◆ **PROBLEMS TO SOLVE**
- a) In the excerpt on scholars' books and honors, which medal did the National Maritime Museum present to Daniel Baugh?
- b) Pick up the excerpt on scholars' books and honors and continue it from its last sentence.

◆ **EXCERPT TO READ**
# # # # # # #
Daniel Baugh published The Global Seven Years War 1754-1763: Britain and France in a Great Power Contest (Harlow, England: Pearson Education/Longman History, 2011). A book launch was held on July 28 at the National Maritime Museum (Greenwich, UK). On the same occasion Dan was presented with the museum's Caird Medal, which is awarded to an individual who "has done conspicuously important work in the field of the Museum's interests and is of a nature which involves communicating with the public." Recent recipients of the medal include Robert Ballard, Sir David Attenborough, Paul Kennedy, David Armitage and Martin Rees, Baron Rees of Ludlow. Stephen Conway calls the book "a masterly and accessible narrative, based on many years of study and reflection." John Shy praises a "clear and engaging narrative, informed and highly informative, smoothly melding political, diplomatic, military and naval history into a single, persuasive account." Ian Steele says "Daniel Baugh displays astonishing breadth...The result is a narratve bristling with fresh and challenging perspectives, insights and evaluations. Masterful."

Peter Dear will hold the Carnegie Trust Centenary Professorship (for January - June 2013) at the University of Aberdeen.

Mary Beth Norton has won the 2011 Cincinnati History Prize of the Society of the Cincinnati in the State of New Jersey for "distinguished achievement in advancing the knowledge, understanding, and appreciation of American history" for her book, Founding Mothers and Fathers: Gendered Power and the Forming of American Society (New York: Vintage, 1997).
# # # # # # #
Items drawn from a collection:
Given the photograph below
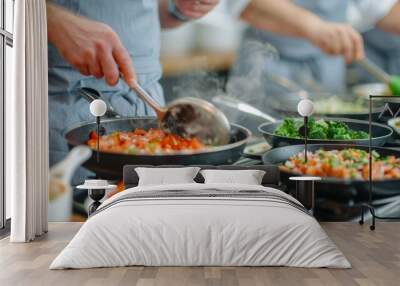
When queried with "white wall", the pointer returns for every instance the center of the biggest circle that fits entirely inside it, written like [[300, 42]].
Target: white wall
[[9, 11]]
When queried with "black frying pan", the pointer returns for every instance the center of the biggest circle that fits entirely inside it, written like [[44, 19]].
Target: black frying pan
[[333, 186], [381, 133], [111, 164]]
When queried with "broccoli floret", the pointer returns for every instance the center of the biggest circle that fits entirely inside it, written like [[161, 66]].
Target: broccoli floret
[[288, 128]]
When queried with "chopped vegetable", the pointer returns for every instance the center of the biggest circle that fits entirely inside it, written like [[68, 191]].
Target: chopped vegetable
[[139, 141], [345, 164], [319, 129]]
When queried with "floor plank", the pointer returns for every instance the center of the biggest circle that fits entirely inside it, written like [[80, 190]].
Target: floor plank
[[375, 257]]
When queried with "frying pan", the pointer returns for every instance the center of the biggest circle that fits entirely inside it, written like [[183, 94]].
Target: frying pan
[[332, 186], [381, 133], [287, 104], [111, 164]]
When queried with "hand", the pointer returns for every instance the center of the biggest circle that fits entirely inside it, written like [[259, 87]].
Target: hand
[[195, 9], [337, 39], [91, 47]]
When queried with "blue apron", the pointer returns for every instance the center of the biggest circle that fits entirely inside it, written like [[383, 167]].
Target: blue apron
[[299, 60], [137, 24], [383, 49]]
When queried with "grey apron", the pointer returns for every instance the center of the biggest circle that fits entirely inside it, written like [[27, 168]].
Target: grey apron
[[299, 60], [137, 24]]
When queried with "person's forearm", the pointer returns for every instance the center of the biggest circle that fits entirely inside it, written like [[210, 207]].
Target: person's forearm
[[281, 16], [391, 22], [166, 19]]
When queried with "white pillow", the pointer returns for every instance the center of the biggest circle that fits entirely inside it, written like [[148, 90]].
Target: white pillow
[[247, 177], [166, 176]]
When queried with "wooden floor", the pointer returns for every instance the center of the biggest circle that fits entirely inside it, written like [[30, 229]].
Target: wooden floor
[[375, 257]]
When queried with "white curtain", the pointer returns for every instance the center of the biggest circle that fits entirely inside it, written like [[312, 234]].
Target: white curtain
[[27, 127]]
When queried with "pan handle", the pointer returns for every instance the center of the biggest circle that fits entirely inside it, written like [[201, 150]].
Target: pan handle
[[242, 106], [91, 94]]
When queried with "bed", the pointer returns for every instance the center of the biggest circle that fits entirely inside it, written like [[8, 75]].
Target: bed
[[198, 224]]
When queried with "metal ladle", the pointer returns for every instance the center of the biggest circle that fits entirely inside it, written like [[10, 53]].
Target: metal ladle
[[190, 117]]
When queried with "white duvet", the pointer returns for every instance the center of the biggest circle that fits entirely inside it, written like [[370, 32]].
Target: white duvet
[[200, 231]]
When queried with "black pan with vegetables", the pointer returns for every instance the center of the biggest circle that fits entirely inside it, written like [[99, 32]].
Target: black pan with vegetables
[[111, 163], [328, 105], [342, 170], [329, 131]]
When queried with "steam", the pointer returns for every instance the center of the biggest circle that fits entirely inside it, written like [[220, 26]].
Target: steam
[[246, 81]]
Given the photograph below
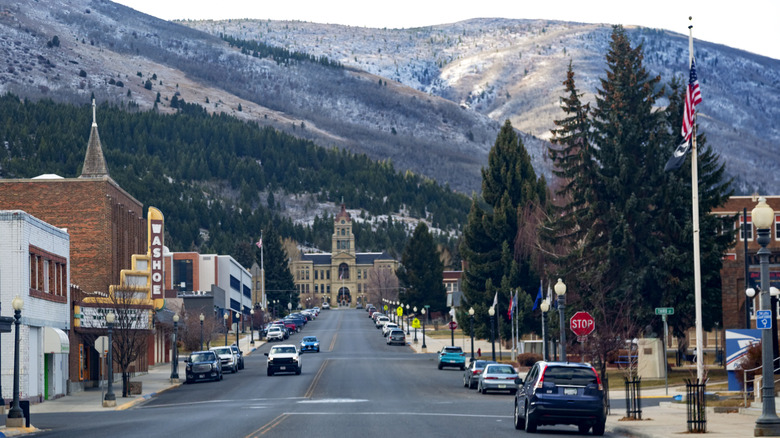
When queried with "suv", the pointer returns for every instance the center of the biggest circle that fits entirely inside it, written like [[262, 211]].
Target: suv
[[202, 365], [452, 357], [560, 393], [284, 358], [227, 357]]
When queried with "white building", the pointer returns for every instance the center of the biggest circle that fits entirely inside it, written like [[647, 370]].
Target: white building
[[35, 265]]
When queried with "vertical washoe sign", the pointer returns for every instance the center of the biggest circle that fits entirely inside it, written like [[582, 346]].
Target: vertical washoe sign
[[156, 226]]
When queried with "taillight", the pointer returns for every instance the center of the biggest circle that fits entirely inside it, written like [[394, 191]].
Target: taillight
[[541, 379], [598, 379]]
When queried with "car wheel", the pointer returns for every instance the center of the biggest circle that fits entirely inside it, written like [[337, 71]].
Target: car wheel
[[519, 423], [598, 428], [530, 424]]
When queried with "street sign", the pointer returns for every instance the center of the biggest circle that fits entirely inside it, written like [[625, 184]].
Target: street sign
[[101, 345], [582, 324], [764, 319]]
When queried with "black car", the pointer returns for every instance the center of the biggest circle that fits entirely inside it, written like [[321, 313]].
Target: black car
[[203, 365], [560, 393]]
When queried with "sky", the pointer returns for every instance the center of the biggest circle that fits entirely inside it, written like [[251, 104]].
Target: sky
[[751, 26]]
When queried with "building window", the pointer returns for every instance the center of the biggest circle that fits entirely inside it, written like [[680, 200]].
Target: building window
[[742, 229]]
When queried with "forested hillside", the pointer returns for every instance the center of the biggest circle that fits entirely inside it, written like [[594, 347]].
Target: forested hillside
[[217, 178]]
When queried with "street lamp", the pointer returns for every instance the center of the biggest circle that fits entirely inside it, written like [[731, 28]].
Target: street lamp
[[224, 318], [109, 400], [175, 351], [238, 317], [560, 290], [545, 308], [492, 313], [201, 317], [423, 312], [415, 327], [252, 326], [407, 319], [471, 314], [15, 415], [768, 424]]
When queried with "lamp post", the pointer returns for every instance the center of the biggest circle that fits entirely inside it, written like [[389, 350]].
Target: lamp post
[[175, 351], [15, 415], [423, 312], [471, 314], [768, 424], [252, 326], [224, 318], [560, 290], [238, 317], [407, 319], [492, 313], [109, 400], [201, 318], [415, 327], [545, 308]]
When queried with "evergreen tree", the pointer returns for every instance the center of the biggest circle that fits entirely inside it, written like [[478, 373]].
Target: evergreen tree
[[422, 272], [279, 282]]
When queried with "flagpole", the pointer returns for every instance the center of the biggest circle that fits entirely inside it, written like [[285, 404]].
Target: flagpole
[[696, 250]]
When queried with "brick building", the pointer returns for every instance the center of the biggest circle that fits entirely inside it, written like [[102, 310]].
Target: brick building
[[106, 227]]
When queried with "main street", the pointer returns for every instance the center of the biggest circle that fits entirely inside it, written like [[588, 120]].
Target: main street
[[357, 386]]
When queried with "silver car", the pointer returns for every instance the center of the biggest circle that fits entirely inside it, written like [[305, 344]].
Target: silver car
[[497, 377]]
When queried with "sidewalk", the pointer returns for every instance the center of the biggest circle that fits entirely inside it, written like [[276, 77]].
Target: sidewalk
[[667, 419], [155, 381]]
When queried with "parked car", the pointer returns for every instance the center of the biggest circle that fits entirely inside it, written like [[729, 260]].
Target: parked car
[[497, 377], [396, 335], [560, 393], [202, 365], [452, 357], [274, 333], [227, 357], [240, 355], [310, 343], [284, 358], [472, 372]]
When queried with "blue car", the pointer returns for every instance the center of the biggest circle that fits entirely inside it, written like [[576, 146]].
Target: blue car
[[310, 343]]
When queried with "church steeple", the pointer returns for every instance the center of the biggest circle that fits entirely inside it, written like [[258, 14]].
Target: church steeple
[[94, 162]]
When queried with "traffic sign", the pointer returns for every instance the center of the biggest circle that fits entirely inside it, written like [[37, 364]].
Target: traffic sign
[[764, 319], [582, 324]]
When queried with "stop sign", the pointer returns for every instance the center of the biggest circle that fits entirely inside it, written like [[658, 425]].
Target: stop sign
[[582, 324]]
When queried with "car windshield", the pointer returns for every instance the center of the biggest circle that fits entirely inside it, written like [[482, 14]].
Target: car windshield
[[201, 357], [499, 369], [570, 376]]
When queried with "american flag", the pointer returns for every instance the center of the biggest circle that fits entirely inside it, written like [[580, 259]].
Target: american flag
[[692, 98]]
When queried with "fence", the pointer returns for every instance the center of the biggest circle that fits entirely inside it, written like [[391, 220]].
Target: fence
[[696, 402]]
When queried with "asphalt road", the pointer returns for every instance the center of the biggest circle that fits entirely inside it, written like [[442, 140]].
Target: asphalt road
[[357, 386]]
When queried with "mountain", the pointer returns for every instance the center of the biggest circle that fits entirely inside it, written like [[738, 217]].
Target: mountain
[[430, 99]]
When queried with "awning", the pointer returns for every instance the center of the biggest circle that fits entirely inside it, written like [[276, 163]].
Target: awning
[[55, 341]]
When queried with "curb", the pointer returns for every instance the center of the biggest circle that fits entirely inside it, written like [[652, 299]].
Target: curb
[[144, 398]]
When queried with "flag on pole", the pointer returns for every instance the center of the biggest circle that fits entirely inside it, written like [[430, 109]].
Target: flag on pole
# # # # # # #
◆ **TASK RESULTS**
- a) The museum's Caird Medal.

- b)
Vic Koschmann has published the Japanese translation of Revolution and Subjectivity in Postwar Japan (Tokyo: Heibonsha Ltd., Publishers, 2011).

Will Provine has won the first David L. Hull Prize of the International Society for History, Philosophy, and Social Studies of Biology, in recognition of "extraordinary contributions to scholarship and service in ways that promote interdisciplinary connections between history, philosophy, social studies, and biology and that foster the careers of younger scholars."

Barry Strauss's Spartacus War has been published in Korean translation (Seoul: Geulhangari Publishers, 2011).

Eric Tagliacozzo is co-editor with Wen-Chin Chang of Chinese Circulations: Capital, Commodities, and Networks in Southeast Asia (Durham and London: Duke University Press, 2011), which Peter Perdue of Yale calls "a pioneering investigation" and Wang Gungwu of the National University of Singapore "recommends this collection to all who wish to understand why the region is what it is today."